**Extracted text:**

* * * *

This is the time of year when my membership to the Museum of the Moving Image is worth it, when the film distributors with movies they want to have in the mix for awards season get busy with screenings. And as a general rule, if I can make it to a screening I will, it sometimes means seeing movies I wasn't interested in paying for that are screening late in their run, sometimes movies I'm not all that interested in at all, and not as often as I'd wish something I'm hugely enthusiastic to be seeing.
In the "purposely missed in theatres" category, was last weekend's screening of Beasts of the Southern Wild at the Museum. This film has had buzz dating back to Sundance in January, when the Variety review called it a "stunning debut." Hence, I was anticipating it. But when it actually opened, and I read more reviews, I was quite certain of the fact that there was little the movie would have to offer me. Which, essentially, turned out to be true. The lead character is a young child in a rural black island called The Bathtub quite isolated from even though on the US mainland. In that way, it reminds me of a movie called Daughters of the Dust about the gullah off the Carolinas. Which I'm shocked to see came out 20 years ago! Well, I remember it, not for the right reasons but I remember it. And the lead character starts the movie by burning down the trailer she lives in, while the trailer burns down she retreats inside a cardboard box in the burning trailer and starts drawing little whatevers on the inside of it. i.e., the lead character even by standards of young children is kind of a stupid idiot. Thereafter, I decided it would be better to "rest my eyes" than actively engage with the movie. I can report from my half-hearted viewing that the movie is technically well made, in that sense it is a stunning debut. It has a loud blaring soundtrack that I found to be annoying interruption of my efforts to "rest my eyes," which other than the whole basic idea of the thing is the worst part of the movie from those things that the director can control. The director and very young and very precocious lead actress did a Q&A afterward, which was quite interesting. And the director grew up in Sunnyside, not far from the first home of JABberwocky. If the director picks a more engaging subject matter, I'd try another film from him. But this one, it's the last sentence of the lead para that's more relevant than the "stunning debut" at the start of the lead: " emotionally wrenching if somewhat meandering parable likely to register strongest among critics and cineastes." And I don't often like movies that will register strongest among critics and cineastes. Even though I am in some ways both, I often don't like those kinds of movies. Another recent example, the quite dreadful The Master.

* * * *

(Bounding-box records)
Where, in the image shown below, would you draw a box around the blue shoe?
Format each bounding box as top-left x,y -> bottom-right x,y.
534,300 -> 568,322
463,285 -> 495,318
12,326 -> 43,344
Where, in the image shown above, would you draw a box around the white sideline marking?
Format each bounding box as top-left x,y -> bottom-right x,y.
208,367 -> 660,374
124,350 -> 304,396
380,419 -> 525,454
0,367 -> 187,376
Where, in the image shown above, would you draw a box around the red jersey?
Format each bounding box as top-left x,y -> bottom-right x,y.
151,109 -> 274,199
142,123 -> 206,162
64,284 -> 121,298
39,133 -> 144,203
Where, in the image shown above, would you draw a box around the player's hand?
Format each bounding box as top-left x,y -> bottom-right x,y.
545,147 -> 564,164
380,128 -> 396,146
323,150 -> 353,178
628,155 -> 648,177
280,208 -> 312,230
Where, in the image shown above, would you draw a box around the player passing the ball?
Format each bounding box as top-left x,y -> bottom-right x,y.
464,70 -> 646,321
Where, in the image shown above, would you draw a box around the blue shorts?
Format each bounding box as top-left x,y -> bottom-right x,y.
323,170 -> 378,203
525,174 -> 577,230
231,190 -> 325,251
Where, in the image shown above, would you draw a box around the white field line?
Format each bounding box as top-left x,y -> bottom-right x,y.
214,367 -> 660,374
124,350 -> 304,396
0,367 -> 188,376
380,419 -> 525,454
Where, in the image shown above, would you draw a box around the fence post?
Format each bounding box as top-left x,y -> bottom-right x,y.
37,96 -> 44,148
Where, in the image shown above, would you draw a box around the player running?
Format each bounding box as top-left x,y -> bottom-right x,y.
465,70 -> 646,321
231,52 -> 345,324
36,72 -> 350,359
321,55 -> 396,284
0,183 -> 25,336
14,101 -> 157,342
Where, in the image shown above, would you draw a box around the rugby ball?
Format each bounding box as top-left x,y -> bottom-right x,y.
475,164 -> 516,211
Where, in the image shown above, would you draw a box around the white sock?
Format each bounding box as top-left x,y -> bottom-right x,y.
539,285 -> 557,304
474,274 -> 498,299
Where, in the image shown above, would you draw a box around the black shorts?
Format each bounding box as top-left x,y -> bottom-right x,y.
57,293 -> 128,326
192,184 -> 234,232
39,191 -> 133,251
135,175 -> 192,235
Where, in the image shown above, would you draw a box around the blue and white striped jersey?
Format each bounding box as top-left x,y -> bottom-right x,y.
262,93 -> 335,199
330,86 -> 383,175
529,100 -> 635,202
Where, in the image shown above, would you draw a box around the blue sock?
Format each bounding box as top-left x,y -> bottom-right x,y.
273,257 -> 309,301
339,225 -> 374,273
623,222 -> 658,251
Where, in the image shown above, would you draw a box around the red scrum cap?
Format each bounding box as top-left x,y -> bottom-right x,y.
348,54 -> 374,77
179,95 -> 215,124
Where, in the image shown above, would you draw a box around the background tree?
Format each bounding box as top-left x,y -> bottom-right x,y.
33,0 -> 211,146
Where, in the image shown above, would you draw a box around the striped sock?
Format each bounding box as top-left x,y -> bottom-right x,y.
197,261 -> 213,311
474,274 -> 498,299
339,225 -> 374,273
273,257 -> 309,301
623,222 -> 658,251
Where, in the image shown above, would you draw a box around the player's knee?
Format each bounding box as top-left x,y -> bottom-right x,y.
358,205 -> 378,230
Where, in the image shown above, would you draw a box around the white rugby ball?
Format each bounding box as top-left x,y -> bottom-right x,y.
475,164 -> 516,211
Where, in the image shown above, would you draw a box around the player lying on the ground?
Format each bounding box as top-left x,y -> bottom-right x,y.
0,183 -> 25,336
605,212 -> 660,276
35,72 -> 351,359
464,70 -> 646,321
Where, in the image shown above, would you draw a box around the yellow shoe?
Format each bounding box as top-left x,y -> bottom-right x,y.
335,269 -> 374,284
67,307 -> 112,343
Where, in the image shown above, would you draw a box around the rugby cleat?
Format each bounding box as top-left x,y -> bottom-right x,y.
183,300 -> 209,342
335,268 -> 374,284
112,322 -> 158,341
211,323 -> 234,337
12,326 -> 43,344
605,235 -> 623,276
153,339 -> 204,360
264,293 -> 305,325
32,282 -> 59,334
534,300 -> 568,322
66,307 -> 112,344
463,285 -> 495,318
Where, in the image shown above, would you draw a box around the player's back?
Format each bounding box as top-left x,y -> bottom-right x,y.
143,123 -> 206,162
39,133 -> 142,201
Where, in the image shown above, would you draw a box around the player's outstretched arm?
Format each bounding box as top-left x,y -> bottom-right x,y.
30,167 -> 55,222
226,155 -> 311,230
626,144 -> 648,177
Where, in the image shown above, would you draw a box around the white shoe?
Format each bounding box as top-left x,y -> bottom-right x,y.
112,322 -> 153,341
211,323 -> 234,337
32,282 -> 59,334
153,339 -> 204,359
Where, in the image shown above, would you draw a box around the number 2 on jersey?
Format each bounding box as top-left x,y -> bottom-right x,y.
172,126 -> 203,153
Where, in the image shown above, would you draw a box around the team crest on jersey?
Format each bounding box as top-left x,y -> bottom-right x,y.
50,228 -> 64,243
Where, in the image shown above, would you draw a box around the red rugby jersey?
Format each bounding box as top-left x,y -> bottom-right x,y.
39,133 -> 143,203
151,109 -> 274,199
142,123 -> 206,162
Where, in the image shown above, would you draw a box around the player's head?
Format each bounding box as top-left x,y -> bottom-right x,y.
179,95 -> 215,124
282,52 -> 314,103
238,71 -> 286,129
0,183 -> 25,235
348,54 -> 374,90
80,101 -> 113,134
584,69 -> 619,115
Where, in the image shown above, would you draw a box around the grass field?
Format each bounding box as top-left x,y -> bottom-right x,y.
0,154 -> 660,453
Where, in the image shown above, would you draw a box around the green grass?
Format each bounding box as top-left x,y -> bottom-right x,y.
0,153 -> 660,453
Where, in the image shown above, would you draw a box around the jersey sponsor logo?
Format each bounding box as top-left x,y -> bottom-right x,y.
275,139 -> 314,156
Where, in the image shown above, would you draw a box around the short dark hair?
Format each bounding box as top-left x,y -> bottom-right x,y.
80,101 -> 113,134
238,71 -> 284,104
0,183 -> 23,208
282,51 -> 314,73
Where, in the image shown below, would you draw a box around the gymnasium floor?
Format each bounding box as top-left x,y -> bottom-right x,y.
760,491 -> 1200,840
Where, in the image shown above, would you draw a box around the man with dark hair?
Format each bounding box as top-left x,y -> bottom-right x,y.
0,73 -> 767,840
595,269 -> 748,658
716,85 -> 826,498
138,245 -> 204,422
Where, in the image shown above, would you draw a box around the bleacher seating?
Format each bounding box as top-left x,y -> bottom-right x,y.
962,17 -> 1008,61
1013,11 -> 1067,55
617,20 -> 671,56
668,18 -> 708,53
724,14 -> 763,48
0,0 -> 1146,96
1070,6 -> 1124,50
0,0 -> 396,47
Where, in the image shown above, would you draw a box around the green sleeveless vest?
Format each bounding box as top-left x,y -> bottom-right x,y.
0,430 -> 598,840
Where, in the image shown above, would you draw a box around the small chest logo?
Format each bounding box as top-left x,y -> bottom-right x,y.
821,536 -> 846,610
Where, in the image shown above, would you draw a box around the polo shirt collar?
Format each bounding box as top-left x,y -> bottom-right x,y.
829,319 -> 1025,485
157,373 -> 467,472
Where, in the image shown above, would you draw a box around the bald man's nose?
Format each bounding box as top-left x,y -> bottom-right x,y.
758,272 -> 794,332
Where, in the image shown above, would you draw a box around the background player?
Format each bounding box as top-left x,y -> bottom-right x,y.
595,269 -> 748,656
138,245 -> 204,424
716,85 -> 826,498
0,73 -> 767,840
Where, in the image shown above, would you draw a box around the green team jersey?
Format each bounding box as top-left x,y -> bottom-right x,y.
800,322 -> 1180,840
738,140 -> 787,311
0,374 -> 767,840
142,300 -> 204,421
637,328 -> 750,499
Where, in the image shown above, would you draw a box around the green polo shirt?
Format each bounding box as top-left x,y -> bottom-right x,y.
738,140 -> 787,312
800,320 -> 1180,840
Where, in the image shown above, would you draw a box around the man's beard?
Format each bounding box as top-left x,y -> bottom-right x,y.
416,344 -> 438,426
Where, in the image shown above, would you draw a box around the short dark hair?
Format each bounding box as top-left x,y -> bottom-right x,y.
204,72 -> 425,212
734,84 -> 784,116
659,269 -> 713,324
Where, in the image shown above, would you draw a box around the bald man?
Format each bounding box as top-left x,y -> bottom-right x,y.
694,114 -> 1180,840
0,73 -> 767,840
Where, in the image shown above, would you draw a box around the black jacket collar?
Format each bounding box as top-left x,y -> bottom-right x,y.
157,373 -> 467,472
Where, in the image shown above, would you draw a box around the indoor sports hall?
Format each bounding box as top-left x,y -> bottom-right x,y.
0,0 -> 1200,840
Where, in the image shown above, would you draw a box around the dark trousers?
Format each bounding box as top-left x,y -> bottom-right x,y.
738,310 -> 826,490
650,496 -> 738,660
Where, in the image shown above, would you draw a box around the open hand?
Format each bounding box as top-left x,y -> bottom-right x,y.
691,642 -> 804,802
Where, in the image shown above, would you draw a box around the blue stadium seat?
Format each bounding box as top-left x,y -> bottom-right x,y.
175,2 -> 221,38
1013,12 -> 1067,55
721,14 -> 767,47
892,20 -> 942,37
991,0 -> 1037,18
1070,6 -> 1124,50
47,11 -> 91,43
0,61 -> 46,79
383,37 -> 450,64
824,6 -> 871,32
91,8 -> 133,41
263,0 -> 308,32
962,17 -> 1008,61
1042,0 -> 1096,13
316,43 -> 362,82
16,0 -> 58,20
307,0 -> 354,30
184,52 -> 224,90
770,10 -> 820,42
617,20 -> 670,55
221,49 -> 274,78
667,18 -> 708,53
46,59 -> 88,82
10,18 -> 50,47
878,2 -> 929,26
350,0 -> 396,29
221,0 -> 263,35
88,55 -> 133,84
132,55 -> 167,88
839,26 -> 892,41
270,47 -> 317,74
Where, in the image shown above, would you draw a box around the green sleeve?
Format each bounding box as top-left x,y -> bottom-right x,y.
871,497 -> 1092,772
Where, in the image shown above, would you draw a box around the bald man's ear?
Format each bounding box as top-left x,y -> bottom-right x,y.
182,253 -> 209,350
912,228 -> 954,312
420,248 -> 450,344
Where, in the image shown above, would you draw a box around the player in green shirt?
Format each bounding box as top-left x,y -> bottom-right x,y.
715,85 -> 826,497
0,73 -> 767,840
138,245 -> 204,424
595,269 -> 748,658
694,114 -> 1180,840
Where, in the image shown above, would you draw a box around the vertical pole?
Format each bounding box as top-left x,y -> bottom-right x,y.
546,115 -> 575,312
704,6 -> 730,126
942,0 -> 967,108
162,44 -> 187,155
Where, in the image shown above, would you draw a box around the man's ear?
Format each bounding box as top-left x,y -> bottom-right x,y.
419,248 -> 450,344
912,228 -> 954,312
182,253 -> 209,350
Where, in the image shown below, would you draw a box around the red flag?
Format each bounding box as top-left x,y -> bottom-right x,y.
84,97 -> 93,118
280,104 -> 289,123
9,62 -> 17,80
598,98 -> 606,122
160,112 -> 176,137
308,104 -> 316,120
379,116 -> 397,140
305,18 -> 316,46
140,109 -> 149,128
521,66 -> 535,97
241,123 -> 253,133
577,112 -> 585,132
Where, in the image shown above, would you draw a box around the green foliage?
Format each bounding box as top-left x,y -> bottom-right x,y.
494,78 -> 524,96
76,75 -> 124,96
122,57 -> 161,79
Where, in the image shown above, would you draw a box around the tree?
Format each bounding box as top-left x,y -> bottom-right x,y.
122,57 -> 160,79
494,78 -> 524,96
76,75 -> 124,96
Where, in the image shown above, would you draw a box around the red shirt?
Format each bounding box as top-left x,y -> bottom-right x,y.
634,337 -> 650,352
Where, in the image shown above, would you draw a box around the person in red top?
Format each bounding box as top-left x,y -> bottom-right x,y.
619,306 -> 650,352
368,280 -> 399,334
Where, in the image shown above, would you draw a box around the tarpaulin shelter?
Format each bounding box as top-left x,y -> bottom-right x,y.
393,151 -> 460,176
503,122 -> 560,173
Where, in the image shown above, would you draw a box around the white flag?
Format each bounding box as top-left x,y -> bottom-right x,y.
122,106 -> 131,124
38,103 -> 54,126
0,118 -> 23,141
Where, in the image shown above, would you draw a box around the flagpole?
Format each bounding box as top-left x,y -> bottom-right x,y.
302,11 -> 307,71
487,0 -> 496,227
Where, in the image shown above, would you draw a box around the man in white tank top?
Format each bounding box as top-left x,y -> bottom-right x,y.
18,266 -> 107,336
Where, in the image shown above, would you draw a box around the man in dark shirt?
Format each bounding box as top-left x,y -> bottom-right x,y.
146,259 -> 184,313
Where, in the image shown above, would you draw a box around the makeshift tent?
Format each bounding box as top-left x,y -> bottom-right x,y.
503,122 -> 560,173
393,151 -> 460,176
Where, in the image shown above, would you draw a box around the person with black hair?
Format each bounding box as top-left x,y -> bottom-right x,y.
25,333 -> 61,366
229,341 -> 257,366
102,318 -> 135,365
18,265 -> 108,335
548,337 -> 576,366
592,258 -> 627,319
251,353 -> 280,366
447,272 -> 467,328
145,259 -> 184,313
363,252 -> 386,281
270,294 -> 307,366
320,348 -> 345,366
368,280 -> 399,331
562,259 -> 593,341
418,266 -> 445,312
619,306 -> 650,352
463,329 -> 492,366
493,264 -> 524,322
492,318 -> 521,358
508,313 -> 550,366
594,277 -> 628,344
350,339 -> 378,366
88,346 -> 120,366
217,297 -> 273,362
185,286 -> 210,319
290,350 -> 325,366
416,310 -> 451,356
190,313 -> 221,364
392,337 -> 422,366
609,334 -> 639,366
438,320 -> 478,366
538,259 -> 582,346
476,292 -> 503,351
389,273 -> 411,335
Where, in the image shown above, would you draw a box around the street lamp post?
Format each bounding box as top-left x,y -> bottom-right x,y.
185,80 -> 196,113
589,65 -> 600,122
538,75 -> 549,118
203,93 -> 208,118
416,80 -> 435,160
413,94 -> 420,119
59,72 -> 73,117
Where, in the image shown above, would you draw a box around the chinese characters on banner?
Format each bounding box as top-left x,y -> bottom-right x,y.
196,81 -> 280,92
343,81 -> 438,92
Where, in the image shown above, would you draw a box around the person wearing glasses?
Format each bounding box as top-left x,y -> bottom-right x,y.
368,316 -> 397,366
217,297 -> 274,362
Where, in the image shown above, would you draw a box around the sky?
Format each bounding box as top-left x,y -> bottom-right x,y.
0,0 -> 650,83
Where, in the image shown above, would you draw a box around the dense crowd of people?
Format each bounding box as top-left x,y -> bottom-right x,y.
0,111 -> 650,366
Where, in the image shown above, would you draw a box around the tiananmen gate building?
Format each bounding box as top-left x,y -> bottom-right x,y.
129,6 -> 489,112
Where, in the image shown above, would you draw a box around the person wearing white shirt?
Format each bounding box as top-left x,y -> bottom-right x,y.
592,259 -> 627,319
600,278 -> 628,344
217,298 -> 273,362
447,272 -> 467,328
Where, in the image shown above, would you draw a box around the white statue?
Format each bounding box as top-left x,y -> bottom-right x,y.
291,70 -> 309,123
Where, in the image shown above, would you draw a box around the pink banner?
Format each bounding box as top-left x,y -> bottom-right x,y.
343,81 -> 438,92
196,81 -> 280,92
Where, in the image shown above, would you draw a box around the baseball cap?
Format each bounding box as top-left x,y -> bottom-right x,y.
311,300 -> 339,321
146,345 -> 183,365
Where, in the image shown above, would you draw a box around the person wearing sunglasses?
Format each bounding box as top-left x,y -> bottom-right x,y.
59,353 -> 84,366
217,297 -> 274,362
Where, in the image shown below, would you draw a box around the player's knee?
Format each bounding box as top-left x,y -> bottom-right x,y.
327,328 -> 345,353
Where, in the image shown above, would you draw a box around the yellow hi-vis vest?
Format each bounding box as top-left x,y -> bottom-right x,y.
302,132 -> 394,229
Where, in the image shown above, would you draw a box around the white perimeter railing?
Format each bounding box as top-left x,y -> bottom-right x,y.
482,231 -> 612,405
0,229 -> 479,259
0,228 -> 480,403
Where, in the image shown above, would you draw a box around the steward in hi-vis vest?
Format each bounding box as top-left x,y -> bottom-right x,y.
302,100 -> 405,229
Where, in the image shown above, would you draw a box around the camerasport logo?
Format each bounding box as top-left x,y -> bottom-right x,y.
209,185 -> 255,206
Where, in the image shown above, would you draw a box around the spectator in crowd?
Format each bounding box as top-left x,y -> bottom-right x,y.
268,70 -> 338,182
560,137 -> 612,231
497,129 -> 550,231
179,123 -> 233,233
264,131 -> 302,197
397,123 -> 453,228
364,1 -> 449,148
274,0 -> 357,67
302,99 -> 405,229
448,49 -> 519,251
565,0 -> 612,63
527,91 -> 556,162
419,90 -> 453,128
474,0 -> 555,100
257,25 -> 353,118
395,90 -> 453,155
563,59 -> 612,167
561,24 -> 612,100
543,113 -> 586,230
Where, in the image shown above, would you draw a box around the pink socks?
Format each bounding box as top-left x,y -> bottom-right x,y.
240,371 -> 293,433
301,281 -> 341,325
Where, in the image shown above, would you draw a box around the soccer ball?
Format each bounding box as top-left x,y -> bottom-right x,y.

* * * *

**Problem set:**
**a.** Answer these questions from the film review:
(i) At which museum was the screening of Beasts of the Southern Wild held?
(ii) What is the island where the lead character lives called?
(iii) In what neighborhood did the film's director grow up?
**b.** Take the film review further from its last sentence, keeping the same casual first-person voice.

**Results in order:**
**a.**
(i) The Museum of the Moving Image.
(ii) The Bathtub.
(iii) Sunnyside.

**b.**
Then a few days later, into Manhattan's First & 62nd Clearview Cinemas for The Variety Screening Series presentation of Anna Karenina. Let us count the strikes against this one: Tom Stoppard is a critic's darling of a playwright and screenwriter who rarely writes plays or movies that I like; the director Joe Wright is a little more of a tough call, his Hanna was an interesting action thriller but his adaptation of Atonement was entirely off my alley; the book isn't one I've had any interest in seeing. So this one, if I'm enjoying an apple I can be enjoying it for a long time, and in this case, there was around 45 minutes that I watched the movie while noshing on a stayman. During this time, I could determine that (a) for better or worse, the movie wasn't very good, but at least it was very good in ways completely and distinctly different from Atonement, so certainly Joe Wright isn't just doing the same thing over and over, he's experimenting and daring and putting it out there (b) whatever he was trying to do, he was entirely in control of it, everything in the movie was of a piece and with thought and logic behind it, which also has to be respected (c) that he had no interest in speaking to anyone who hadn't read the book, because after 45 minutes I had very little idea who the main characters were or what their goals or motivations were, or what their relationships were to one another, in fact the entire movie was incoherent, quite gloriously and perhaps intentionally incoherent, but incoherent nonetheless (d) that the casting seemed entirely off, with all of the young faces hiding behind period clothes that always seemed to be worn just a little bit self-consciously hidden behind (for the men) beards that were just a little too fake it was a little bit Bugsy Malone, if you ask me. Those things having been determine, I again made a decision to "rest my eyes" which I did for most of the rest of the film. Star Keira Knightley and director Joe Wright did a Q&A after, and I found them less engaging than the Q&A after Beasts, but it did confirm that there was a mind behind the movie making decisions, not decisions I cared for, but on both instances at least some respect is to be granted.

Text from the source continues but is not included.